**Study text:**
━━━━━━━━━━━━━━━━━━━━━━━━━━━━━━

This recommendation applies to asymptomatic women with unknown BRCA mutation status. It includes women who have never been diagnosed with BRCA-related cancer, as well as those with a previous breast, ovarian, or peritoneal cancer diagnosis; women who have completed treatment; and women who are considered cancer free.

Assessment of Risk

Mutations in the BRCA genes cluster in families, showing an autosomal dominant pattern of transmission in the mother’s or father’s family. When taking medical and family history information from patients, primary care providers should ask about specific types of cancer, primary cancer sites, which family members were affected, relatives with multiple types of primary cancer, and the age at diagnosis and sex of affected family members.

For women who have family members with breast, ovarian, or other types of BRCA-related cancer or have a personal history of these types of cancer, primary care providers may use one of several brief familial risk stratification tools to determine the need for in-depth genetic counseling. Although several risk tools are available, the tools evaluated by the USPSTF include the Ontario Family History Assessment Tool, Manchester Scoring System, Referral Screening Tool, Pedigree Assessment Tool, FHS-7, and brief versions of BRCAPRO. All of these tools are clinically useful predictors of the likelihood of potentially harmful BRCA mutations and can be used to guide referrals to genetic counseling for more definitive risk assessment.14 General breast cancer risk assessment models (e.g., the National Cancer Institute Breast Cancer Risk Assessment Tool, which is based on the Gail model) are not designed to identify BRCA-related cancer risk and should not be used for this purpose.

In general, these brief familial risk stratification tools produce information about factors associated with increased likelihood of BRCA mutations. Family history factors associated with increased likelihood of potentially harmful BRCA mutations include breast cancer diagnosis before age 50 years, bilateral breast cancer, presence of breast and ovarian cancer, one or more male family members with breast cancer, multiple cases of breast cancer in the family, one or more family members with two primary types of BRCA-related cancer, and Ashkenazi Jewish ethnicity. The USPSTF recognizes that each risk assessment tool has advantages and limitations and found insufficient evidence to recommend one over another.

Genetic Counseling

The process of genetic counseling includes detailed kindred analysis and risk assessment for potentially harmful BRCA mutations. It also includes identification of candidates for testing, patient education, discussion of the benefits and harms of genetic testing, interpretation of results after testing, and discussion of management options. Genetic counseling about BRCA mutation testing should be done by trained health professionals, including trained primary care providers. Several professional organizations describe the skills and training necessary to provide comprehensive genetic counseling.

Genetic Testing

Testing for BRCA mutations should be done only when an individual has personal or family history that suggests an inherited cancer susceptibility, when an individual is willing to see a health professional who is trained to provide genetic counseling and interpret test results, and when test results will aid in decisionmaking. Clinical practice guidelines recommend that BRCA mutation testing begin with a relative with known BRCA-related cancer, including male relatives, to determine if a clinically significant mutation is detected in the family before testing individuals without cancer.15 If an affected family member with a BRCA-related cancer is not available, then the relative with the highest probability of mutation should be tested. The type of mutation analysis required depends on family history. Individuals from families with known mutations or from ethnic groups in which certain mutations are more common (e.g., Ashkenazi Jewish women) can be tested for these specific mutations. Because risk assessment is primarily based on family history, it is unclear how women with an unknown family history should be assessed for BRCA mutation risk and potential referral to counseling or genetic testing.

━━━━━━━━━━━━━━━━━━━━━━━━━━━━━━

Items from a data source
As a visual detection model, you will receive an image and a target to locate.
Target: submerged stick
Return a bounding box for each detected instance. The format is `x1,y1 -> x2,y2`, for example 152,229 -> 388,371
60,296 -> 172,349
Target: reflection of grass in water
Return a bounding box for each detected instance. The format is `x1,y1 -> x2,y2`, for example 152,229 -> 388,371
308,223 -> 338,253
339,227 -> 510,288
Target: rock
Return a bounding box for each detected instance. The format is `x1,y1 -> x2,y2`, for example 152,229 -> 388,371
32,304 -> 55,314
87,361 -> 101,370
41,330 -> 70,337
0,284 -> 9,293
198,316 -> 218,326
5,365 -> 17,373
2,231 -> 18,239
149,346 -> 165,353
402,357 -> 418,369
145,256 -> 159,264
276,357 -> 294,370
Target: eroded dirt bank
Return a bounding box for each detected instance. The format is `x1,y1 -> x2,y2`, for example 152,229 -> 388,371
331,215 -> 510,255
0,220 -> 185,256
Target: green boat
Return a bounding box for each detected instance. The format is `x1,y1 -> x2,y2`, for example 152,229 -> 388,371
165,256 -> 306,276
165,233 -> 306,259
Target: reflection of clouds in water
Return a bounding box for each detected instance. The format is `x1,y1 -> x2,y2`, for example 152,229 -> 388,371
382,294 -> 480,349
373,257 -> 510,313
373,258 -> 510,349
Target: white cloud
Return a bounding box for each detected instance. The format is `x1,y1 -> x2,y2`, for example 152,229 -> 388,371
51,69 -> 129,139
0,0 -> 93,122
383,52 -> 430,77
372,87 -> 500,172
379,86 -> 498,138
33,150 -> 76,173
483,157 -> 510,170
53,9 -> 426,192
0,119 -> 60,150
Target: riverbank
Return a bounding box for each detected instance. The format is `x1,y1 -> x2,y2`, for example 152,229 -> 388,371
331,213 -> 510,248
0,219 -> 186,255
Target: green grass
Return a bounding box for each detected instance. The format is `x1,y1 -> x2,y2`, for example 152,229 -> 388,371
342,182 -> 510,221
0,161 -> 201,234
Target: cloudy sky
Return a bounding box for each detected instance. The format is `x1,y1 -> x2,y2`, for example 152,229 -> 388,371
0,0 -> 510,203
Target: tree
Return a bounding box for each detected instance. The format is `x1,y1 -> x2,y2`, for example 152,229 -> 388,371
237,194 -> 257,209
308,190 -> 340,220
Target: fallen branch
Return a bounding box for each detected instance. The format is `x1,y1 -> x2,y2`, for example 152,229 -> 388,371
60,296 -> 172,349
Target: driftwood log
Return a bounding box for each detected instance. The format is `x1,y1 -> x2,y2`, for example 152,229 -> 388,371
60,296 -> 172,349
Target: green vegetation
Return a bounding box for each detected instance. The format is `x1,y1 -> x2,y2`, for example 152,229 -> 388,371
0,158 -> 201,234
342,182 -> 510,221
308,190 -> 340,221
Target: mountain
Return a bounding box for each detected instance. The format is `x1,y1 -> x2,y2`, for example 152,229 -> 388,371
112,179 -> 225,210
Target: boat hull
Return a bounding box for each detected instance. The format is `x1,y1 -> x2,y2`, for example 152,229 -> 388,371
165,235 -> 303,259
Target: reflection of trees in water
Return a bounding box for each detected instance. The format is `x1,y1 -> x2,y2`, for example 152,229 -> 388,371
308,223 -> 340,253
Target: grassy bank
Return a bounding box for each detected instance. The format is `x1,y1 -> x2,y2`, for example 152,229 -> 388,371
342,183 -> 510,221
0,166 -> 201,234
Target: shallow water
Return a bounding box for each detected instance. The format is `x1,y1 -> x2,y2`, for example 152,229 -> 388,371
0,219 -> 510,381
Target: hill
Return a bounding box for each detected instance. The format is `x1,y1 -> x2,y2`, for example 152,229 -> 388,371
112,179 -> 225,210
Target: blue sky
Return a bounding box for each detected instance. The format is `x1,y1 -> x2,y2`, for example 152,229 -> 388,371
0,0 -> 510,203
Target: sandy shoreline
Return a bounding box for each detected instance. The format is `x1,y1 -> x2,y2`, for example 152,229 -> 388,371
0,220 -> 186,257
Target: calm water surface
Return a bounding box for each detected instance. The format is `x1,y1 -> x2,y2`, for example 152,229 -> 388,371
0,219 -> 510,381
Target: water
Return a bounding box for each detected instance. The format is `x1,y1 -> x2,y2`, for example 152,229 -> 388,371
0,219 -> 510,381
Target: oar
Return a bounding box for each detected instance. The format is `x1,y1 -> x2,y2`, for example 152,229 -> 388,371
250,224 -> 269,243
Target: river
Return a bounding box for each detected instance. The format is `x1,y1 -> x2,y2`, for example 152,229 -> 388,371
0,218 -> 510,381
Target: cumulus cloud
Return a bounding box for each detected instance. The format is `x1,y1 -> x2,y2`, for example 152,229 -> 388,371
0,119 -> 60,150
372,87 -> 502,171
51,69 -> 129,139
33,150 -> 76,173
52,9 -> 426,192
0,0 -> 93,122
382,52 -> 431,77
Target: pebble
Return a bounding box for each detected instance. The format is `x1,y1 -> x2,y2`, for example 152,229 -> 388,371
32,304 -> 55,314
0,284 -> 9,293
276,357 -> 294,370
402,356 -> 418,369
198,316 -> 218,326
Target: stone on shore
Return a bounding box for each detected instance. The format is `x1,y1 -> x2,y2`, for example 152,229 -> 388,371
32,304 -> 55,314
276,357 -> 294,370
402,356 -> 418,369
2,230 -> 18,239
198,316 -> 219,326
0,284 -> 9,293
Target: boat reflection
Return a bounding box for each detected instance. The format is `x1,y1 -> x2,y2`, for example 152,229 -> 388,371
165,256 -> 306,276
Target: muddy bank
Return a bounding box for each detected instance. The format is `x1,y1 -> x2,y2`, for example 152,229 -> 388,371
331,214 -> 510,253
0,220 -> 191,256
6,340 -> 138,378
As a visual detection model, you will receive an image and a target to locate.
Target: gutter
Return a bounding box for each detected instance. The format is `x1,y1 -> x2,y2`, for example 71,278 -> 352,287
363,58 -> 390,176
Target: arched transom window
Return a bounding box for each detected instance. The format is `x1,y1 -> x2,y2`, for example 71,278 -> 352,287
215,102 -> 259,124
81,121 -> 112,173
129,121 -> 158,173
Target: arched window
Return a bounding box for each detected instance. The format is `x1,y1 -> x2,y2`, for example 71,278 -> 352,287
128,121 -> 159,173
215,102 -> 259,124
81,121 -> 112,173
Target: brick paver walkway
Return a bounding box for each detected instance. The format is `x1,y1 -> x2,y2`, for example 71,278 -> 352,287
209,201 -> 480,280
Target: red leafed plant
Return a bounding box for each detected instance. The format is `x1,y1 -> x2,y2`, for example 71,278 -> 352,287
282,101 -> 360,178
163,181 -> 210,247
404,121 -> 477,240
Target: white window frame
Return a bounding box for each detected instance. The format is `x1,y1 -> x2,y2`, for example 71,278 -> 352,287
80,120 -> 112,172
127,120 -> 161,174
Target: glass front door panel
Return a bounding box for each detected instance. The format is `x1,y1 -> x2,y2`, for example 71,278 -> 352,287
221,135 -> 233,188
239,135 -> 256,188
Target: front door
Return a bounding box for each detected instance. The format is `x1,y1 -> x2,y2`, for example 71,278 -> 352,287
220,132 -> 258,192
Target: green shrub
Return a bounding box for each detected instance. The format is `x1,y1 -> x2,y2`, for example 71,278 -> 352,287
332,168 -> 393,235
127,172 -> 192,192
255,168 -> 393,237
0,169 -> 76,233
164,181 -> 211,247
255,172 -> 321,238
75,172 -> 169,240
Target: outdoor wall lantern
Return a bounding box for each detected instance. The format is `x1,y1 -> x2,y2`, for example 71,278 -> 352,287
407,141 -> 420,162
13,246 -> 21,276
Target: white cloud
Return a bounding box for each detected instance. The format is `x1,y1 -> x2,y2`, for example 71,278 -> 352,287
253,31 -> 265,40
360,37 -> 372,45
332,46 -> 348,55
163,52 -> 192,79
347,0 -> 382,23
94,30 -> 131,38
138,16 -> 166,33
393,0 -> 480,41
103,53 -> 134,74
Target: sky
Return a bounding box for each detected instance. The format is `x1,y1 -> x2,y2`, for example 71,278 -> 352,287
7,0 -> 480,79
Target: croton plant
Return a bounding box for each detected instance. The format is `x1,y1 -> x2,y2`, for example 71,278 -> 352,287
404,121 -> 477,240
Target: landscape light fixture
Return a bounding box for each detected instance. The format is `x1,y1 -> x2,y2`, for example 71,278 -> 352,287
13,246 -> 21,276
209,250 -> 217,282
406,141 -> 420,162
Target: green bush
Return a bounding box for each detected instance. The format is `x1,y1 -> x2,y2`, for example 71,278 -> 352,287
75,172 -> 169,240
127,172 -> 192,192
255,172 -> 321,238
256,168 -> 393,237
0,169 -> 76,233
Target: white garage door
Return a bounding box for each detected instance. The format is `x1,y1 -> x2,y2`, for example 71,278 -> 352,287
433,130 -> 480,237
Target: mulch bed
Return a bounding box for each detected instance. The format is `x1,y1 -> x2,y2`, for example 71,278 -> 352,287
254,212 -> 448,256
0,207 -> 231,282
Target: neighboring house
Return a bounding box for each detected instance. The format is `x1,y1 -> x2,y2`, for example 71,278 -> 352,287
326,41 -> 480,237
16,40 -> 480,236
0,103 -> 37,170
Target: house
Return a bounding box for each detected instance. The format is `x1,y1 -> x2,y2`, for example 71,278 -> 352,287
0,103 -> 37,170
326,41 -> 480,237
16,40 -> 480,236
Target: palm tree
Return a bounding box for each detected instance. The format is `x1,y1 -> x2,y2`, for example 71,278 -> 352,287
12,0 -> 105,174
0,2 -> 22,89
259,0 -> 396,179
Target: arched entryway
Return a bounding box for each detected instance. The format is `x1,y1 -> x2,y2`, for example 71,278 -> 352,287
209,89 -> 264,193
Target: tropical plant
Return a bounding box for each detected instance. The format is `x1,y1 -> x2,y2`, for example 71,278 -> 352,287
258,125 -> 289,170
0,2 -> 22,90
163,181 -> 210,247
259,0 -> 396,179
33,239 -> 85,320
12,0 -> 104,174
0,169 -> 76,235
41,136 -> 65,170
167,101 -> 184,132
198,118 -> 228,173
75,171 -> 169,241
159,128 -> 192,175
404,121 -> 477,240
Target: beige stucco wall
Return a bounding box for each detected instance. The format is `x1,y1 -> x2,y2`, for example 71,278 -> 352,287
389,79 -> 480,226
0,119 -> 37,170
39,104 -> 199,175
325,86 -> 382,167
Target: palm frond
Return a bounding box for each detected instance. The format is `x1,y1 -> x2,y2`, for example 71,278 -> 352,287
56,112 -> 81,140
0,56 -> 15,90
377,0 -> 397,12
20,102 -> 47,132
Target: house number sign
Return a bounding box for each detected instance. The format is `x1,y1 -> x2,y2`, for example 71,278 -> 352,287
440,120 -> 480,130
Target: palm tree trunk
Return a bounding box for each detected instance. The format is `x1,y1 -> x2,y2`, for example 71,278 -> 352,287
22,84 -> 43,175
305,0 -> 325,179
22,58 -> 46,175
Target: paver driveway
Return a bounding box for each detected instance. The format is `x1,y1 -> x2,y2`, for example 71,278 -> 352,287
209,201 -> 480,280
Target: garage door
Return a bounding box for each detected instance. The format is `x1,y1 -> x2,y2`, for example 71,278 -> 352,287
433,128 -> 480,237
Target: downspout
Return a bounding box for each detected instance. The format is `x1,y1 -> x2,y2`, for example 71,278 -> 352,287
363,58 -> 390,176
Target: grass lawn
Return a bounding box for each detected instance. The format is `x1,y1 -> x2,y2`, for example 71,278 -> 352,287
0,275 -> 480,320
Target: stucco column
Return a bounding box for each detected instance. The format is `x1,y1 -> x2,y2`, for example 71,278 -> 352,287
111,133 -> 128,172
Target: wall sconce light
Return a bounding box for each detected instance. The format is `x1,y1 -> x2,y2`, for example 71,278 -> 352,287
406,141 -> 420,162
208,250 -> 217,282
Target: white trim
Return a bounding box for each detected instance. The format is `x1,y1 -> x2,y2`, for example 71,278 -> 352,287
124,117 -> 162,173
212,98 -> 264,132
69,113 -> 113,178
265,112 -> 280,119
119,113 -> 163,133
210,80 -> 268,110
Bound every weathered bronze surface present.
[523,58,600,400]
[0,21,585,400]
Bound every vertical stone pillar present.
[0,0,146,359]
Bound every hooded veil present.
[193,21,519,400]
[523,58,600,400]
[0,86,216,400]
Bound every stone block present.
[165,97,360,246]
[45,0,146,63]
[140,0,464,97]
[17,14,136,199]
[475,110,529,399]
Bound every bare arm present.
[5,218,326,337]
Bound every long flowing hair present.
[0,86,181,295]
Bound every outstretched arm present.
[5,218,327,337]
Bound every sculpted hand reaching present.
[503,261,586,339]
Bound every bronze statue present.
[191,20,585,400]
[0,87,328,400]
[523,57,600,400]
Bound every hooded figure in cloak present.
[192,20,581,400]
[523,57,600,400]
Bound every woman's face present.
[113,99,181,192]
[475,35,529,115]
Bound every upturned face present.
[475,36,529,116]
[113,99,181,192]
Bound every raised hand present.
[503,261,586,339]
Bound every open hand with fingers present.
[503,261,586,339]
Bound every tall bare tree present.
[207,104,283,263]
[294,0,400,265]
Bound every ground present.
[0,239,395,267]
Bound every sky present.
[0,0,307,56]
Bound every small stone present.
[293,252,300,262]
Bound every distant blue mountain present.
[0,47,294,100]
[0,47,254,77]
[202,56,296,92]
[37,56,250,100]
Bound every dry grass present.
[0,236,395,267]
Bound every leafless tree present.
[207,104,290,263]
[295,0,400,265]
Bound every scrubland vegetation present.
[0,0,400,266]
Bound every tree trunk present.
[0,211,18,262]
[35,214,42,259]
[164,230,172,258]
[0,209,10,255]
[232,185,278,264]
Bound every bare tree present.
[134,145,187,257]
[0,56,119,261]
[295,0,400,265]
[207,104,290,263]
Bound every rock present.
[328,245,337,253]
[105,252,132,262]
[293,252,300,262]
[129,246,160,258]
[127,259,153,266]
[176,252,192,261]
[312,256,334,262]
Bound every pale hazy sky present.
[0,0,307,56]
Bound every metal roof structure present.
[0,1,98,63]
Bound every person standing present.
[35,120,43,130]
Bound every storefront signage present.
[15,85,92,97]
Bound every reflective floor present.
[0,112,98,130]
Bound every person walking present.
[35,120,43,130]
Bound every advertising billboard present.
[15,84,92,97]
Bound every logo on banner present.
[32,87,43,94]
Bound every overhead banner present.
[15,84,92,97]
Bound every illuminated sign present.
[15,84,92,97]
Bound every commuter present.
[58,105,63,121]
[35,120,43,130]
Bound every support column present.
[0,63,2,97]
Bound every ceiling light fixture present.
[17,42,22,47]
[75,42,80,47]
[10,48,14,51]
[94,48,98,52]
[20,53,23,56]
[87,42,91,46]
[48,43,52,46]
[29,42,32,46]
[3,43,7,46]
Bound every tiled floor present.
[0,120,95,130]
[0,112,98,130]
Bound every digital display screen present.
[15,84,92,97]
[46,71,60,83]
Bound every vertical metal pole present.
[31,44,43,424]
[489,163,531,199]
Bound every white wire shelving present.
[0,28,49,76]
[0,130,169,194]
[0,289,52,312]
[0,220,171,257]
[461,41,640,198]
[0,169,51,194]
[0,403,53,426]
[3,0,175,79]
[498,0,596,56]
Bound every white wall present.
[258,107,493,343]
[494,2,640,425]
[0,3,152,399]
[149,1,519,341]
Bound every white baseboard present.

━━━━━━━━━━━━━━━━━━━━━━━━━━━━━━

Print the portion of the BRCA screening text between "In general, these" and "one over another.", inclusive.

**The answer:**
In general, these brief familial risk stratification tools produce information about factors associated with increased likelihood of BRCA mutations. Family history factors associated with increased likelihood of potentially harmful BRCA mutations include breast cancer diagnosis before age 50 years, bilateral breast cancer, presence of breast and ovarian cancer, one or more male family members with breast cancer, multiple cases of breast cancer in the family, one or more family members with two primary types of BRCA-related cancer, and Ashkenazi Jewish ethnicity. The USPSTF recognizes that each risk assessment tool has advantages and limitations and found insufficient evidence to recommend one over another.